- **Extract to read**
▼
Wednesday, June 29, 2011

Hey Yall!!!
So I am so sorry that I haven't posted in so long.  I really truly don't know where this month has gone. I have truly been working like a mad dog at work and of course I am here again tonight. 
The work in the house is coming a long and hopefully by the end of next week things will be coming more to order that it is right now.  We still have the kitchen to paint and clean from top to bottom.  Plus the living room is in need of some major overhall and that is going to take a big part to do.  But with me working and starting back school at the end of August.  There is really no time or the funds to do all that I want to do right now. 

Things with Jess, have still been up in the air and I truly don't know how to act or do anymore.  The trying is getting harder everyday and when things to look like that are going to get a little better and I speak about it or even think about it for that matter it turns right around and goes south.  I truly don't have any idea or clue how to make anything better.  Every day is a new day and nothing is the same.

Ok back to a lighter better subject....

Summer is almost half way over and to be it feels like it never started.  I have truly been wanting to go on a vacation or a weekend trip or even just a little day trip.  But of course there is nothing to do in this little town.
This weekend is the Fourth of July. Truly have nothing planned and really don't know what I am going to do.  I want to spend the weekend with Jesse since both of us are off for the holiday weekend.

Hopefully time with not get away from me so much and I can post something soon...

Kenz

Friday, June 10, 2011

Try...
▲
- **Point-per-instance localization data**
▼
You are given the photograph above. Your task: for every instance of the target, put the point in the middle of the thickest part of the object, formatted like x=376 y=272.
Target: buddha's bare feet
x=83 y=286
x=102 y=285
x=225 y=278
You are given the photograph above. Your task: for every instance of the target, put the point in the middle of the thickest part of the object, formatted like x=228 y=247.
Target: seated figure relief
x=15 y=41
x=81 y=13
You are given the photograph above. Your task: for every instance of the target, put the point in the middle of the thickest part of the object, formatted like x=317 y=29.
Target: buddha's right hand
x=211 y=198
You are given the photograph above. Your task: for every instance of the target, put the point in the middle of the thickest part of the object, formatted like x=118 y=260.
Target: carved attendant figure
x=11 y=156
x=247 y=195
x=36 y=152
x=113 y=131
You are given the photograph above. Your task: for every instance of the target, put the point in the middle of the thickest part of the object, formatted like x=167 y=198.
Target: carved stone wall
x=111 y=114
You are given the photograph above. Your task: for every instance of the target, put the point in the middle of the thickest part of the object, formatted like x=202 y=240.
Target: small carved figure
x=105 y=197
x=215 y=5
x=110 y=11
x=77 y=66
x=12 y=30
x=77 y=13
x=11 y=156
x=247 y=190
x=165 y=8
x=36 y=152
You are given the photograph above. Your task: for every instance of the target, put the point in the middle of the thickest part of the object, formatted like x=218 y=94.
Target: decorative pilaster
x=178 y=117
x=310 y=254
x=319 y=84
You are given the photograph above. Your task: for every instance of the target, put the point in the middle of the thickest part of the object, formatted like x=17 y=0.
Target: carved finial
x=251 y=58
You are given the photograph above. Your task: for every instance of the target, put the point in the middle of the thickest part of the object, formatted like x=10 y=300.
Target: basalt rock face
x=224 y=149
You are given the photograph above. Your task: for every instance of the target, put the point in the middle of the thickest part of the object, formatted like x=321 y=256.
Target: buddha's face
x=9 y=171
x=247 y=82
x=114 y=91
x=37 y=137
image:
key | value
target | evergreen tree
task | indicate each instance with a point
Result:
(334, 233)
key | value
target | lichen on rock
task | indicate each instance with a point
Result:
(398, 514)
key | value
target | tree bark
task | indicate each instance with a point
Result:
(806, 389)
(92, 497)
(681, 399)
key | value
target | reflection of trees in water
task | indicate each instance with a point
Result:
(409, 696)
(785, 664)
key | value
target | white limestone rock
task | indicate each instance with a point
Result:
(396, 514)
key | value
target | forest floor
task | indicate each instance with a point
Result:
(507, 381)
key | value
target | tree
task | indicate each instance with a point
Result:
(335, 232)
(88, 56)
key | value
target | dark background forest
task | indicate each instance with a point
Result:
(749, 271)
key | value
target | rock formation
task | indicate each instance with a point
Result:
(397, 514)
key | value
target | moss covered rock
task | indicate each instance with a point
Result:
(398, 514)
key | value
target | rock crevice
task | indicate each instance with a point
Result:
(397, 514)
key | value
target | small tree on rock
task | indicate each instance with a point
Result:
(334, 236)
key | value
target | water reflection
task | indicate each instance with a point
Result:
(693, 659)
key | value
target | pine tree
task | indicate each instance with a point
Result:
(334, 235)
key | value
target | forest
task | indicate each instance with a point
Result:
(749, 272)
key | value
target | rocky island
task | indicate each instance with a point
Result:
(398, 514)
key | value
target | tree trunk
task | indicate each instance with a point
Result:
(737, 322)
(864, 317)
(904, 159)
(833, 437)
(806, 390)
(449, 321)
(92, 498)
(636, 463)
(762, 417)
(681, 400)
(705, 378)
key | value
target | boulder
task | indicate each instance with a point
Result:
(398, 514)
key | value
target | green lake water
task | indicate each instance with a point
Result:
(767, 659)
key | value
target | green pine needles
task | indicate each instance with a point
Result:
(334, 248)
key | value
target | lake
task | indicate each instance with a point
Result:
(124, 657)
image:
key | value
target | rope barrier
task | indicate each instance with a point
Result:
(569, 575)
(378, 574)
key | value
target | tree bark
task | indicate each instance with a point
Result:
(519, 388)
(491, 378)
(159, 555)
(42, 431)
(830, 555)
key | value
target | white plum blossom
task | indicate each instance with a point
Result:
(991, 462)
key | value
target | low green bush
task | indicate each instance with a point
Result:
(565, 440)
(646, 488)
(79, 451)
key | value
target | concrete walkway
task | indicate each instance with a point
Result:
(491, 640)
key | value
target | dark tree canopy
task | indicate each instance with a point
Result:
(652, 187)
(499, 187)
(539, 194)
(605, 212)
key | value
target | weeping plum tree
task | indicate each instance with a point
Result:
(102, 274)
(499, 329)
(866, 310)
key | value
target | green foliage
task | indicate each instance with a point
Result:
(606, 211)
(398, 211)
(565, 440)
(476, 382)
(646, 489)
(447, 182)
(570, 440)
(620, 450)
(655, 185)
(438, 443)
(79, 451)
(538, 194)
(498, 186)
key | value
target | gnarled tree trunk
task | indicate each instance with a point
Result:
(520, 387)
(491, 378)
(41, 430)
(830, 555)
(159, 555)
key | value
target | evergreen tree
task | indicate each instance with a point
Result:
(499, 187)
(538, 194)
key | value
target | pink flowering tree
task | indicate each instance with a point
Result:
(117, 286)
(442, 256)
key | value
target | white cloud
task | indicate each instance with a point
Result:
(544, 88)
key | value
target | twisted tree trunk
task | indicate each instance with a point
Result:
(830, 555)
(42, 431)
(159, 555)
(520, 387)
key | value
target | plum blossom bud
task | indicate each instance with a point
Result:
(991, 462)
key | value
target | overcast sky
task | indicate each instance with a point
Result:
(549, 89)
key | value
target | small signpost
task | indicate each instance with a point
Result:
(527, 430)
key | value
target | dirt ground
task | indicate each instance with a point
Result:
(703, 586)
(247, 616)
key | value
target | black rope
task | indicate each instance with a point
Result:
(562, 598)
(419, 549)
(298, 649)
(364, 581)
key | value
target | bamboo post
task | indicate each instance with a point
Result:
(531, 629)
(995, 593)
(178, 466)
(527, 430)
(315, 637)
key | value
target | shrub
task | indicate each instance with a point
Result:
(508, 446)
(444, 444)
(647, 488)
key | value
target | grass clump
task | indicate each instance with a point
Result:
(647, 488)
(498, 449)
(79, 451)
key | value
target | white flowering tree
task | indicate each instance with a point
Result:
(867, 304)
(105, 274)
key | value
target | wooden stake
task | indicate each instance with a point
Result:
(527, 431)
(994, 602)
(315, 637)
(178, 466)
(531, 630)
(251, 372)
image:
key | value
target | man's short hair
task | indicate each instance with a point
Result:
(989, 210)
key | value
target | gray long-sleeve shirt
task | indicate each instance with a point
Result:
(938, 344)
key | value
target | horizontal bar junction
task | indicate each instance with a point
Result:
▲
- **Exercise directions**
According to the blog post, when does the writer start back at school?

- **Reply**
At the end of August.